— Teks Pilihan —
JAKARTA, KOMPAS.com - Masyarakat dinilai perlu mendesak Dewan Perwakilan Rakyat (DPR) lebih keras lagi dengan cara mengancam memboikot para partai politik dan politisi yang lamban dalam memulai pembahasan Rancangan Undang-Undang (RUU) Perampasan Aset Tindak Pidana.
Sebab Presiden Joko Widodo (Jokowi) sudah menyerahkan surat presiden (Surpres) dan naskah RUU itu pada 4 Mei 2023 lalu.
Sebenarnya pimpinan DPR diharapkan membacakan surpres dalam rapat paripurna pada Selasa (11/7/2023) lalu. Namun, momen yang ditunggu-tunggu ternyata tidak terwujud.
"Masyarakat bisa menyatakan boikot terhadap Pemilu legislatif untuk tidak memilih para politisi di partai-partai yang memang lambat dalam membahas RUU Perampasan Aset," kata pakar hukum pidana dari Universitas Trisakti, Abdul Fickar Hadjar, saat dihubungi pada Jumat (14/7/2023).
Baca juga: Surpres RUU Perampasan Aset Tak Kunjung Dibacakan, Arsul: Masih Ada 3 RUU Dibahas di Komisi III
Menurut Fickar, saat ini memang pimpinan DPR dan Komisi III yang harus didesak buat segera memulai pembahasan naskah RUU Perampasan Aset.

— Bahan Latihan —

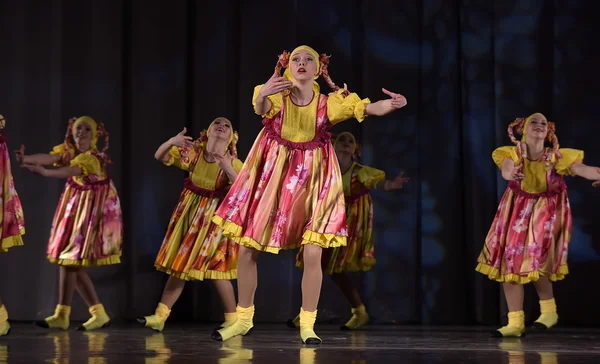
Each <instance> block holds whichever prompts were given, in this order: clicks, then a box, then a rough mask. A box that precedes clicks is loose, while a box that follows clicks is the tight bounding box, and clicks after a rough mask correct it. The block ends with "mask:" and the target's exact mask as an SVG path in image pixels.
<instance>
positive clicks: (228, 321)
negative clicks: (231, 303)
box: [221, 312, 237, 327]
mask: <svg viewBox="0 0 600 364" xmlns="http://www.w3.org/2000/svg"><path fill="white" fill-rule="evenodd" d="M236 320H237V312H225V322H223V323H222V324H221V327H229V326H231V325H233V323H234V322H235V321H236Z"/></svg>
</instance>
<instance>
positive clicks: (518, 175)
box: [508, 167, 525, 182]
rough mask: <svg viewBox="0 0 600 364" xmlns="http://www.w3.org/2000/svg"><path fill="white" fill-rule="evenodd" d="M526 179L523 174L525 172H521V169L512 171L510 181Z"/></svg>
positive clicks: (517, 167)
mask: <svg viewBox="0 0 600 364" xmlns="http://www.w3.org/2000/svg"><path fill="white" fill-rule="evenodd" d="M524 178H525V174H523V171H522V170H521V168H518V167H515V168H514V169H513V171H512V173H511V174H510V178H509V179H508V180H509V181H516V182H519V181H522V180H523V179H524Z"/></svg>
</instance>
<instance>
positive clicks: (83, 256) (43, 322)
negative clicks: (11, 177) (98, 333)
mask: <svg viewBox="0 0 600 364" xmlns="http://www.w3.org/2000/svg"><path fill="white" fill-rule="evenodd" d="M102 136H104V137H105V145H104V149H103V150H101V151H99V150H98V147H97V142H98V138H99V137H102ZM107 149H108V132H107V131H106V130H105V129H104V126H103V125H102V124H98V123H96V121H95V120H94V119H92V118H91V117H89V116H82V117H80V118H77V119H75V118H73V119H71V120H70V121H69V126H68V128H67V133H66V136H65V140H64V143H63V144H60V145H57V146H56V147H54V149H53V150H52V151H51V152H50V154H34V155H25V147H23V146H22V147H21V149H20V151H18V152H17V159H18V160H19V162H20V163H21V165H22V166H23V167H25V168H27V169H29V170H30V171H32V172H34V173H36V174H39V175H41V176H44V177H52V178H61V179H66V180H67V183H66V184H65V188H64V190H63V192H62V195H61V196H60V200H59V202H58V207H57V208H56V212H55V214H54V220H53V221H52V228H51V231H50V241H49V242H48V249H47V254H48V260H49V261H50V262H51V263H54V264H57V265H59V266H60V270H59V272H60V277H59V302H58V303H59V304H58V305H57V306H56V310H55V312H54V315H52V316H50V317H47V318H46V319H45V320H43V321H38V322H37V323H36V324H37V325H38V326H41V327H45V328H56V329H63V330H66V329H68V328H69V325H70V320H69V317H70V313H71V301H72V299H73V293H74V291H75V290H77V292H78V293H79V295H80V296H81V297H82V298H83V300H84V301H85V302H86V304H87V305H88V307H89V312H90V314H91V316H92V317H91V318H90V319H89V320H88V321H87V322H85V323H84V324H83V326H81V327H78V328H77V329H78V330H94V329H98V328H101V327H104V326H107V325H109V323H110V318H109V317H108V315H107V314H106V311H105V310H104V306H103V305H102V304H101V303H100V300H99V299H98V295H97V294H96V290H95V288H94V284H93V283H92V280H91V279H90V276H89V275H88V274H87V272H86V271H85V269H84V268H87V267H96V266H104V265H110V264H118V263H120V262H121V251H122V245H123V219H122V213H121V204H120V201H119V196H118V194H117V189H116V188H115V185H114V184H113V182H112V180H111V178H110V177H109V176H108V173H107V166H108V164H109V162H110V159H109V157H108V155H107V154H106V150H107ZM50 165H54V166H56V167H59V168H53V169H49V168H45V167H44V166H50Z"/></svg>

— Jelajahi Materi —
[1] Menurut teks tentang RUU Perampasan Aset, kapan Presiden Joko Widodo menyerahkan surpres dan naskah RUU tersebut?
[2] Ubahlah baris-baris pada listing, dari baris yang memuat "rough mask: <svg" sampai baris yang memuat "positive clicks: (517, 167)", menjadi daftar bernomor tanpa baris kosong. Kedua baris batas itu ikut dimasukkan.

— Kunci Jawaban —
[1] Pada 4 Mei 2023.

[2]
1. rough mask: <svg viewBox="0 0 600 364" xmlns="http://www.w3.org/2000/svg"><path fill="white" fill-rule="evenodd" d="M526 179L523 174L525 172H521V169L512 171L510 181Z"/></svg>
2. positive clicks: (517, 167)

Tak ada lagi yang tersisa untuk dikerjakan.